> **Problem to solve**: How many of the lines below contain the word "instance"? Give only the number.

> **Dataset extract**:

= = = = =

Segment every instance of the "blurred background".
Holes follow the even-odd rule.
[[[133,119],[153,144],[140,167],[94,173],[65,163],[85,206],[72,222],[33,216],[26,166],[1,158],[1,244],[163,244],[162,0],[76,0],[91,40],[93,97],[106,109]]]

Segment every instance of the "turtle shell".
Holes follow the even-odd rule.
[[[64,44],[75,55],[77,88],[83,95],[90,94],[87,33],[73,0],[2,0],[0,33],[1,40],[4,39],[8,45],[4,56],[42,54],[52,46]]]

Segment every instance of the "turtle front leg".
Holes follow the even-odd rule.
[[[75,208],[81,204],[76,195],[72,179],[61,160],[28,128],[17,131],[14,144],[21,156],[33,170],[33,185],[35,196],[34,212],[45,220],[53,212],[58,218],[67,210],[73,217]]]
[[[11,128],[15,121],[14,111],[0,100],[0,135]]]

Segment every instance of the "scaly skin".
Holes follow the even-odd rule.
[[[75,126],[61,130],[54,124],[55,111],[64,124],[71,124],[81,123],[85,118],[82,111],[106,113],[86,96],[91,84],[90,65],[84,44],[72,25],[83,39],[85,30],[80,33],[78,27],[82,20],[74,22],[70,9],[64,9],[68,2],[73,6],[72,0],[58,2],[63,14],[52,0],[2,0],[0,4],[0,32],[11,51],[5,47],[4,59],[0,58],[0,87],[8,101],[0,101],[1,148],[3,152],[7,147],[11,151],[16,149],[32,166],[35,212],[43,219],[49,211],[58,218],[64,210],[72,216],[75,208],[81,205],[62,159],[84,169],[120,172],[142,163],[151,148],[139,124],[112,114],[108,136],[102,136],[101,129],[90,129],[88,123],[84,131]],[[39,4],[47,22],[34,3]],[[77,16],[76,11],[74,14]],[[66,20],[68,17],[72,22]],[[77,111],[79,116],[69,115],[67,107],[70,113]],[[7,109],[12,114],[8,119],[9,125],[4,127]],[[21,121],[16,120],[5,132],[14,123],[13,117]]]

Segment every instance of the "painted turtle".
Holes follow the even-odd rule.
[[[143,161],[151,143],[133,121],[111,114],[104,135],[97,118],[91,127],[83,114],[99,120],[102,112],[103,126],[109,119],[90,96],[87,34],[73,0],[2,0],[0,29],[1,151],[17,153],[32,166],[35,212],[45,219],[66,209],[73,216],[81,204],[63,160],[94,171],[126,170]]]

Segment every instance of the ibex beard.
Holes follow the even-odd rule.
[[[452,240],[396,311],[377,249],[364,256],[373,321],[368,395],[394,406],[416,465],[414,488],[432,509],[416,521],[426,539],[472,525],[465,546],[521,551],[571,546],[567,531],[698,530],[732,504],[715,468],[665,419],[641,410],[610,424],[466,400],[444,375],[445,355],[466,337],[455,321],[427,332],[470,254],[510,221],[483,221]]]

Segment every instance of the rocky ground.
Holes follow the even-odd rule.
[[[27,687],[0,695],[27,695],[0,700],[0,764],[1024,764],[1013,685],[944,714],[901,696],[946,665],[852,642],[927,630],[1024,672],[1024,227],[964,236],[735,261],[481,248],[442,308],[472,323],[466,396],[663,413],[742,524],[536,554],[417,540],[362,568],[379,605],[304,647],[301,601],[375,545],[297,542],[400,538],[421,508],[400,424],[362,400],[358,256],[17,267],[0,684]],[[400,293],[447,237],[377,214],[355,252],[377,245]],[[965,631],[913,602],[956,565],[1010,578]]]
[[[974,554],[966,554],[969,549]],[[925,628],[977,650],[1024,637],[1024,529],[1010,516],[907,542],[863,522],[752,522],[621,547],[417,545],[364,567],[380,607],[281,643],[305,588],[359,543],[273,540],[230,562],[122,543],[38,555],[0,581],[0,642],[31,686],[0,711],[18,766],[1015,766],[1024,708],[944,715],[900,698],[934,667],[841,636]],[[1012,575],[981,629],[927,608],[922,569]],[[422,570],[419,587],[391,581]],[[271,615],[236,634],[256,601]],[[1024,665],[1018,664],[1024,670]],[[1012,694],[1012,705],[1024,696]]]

= = = = =

> **Answer to this task**: 7